* [Exercise instructions] Write out, please, the line containing "the road sign." together with all lines after it, up to and including the last one, with no other output.

* [Listed records]
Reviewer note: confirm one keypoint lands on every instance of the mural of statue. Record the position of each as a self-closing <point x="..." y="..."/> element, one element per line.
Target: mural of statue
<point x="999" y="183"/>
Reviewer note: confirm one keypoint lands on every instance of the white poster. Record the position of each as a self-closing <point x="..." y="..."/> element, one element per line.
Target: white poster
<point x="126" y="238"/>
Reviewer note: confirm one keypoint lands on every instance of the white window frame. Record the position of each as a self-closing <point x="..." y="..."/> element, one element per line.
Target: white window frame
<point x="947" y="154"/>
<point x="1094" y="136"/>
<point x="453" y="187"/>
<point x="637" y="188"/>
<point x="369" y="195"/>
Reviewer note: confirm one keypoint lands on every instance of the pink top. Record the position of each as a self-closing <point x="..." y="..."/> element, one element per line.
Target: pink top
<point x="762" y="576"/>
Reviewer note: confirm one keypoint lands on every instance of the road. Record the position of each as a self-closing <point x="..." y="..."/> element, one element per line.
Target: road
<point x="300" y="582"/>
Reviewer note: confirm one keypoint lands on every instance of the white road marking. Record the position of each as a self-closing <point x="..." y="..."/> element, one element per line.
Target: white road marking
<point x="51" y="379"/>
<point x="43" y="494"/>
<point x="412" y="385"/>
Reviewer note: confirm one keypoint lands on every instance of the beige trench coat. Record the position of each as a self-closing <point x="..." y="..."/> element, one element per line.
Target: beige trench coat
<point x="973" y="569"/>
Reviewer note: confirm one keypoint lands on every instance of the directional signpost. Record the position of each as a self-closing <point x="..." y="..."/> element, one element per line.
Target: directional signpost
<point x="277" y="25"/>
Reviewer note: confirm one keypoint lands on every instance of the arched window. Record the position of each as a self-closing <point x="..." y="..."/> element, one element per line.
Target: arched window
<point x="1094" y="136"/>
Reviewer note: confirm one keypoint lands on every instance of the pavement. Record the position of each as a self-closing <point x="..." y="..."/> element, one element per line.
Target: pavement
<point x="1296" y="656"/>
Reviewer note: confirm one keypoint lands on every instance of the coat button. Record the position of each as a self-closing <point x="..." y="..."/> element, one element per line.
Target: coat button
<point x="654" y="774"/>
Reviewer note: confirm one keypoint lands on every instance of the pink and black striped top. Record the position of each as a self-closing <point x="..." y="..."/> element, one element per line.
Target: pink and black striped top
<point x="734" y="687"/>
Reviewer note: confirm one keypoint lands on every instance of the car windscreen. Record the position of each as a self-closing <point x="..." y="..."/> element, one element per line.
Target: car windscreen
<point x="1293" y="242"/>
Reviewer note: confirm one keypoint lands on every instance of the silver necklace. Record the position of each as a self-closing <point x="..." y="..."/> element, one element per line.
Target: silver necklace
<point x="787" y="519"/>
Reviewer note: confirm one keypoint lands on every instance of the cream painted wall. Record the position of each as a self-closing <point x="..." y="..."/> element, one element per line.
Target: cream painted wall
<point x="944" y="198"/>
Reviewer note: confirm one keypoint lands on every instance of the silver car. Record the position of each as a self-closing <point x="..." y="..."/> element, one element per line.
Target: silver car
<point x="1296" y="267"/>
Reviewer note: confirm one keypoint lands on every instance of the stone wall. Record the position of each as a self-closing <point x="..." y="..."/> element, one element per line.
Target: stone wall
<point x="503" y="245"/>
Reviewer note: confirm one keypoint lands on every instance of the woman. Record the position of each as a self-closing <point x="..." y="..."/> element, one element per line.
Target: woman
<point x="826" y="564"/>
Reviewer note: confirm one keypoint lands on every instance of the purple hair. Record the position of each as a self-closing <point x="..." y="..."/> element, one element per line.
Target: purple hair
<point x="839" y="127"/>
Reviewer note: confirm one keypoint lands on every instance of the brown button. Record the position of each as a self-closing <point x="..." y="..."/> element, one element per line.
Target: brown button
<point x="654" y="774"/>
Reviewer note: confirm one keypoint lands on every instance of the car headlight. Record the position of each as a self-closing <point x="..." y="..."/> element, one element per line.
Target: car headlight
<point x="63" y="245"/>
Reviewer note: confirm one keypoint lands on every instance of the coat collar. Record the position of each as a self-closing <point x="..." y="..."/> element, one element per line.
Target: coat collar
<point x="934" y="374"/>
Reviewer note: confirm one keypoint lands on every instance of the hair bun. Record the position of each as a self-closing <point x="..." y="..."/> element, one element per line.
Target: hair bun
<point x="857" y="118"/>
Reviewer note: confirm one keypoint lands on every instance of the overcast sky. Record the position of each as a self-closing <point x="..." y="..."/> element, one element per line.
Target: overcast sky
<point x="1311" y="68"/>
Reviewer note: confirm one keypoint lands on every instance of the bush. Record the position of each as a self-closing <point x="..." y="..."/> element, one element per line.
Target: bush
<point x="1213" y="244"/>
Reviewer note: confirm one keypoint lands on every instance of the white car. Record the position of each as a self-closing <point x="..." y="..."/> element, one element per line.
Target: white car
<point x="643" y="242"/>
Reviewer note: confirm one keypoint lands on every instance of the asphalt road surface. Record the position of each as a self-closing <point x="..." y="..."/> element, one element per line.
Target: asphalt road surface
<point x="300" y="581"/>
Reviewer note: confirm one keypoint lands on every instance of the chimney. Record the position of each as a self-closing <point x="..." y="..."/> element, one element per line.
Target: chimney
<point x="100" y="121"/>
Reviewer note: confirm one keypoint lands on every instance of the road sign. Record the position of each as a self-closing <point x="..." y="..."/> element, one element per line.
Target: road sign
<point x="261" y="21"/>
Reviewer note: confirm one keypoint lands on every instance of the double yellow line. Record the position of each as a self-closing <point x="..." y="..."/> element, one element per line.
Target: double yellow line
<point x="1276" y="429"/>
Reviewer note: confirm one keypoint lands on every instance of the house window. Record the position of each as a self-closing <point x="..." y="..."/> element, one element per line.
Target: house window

* [Worked answer]
Reviewer note: confirm one keypoint lands on every instance of the road sign. Record the position of each as a self-closing <point x="..." y="..."/> element, one element per line.
Target: road sign
<point x="261" y="21"/>
Reviewer note: confirm one keypoint lands on every instance of the double yellow line. Record the position of each as a self-closing <point x="..." y="..."/> element, one element per line.
Target: double yellow line
<point x="1276" y="429"/>
Reviewer note: confirm one keypoint lands on every instance of the house window. Record the position of each as a self-closing <point x="..." y="..."/> element, one element per line.
Target: house window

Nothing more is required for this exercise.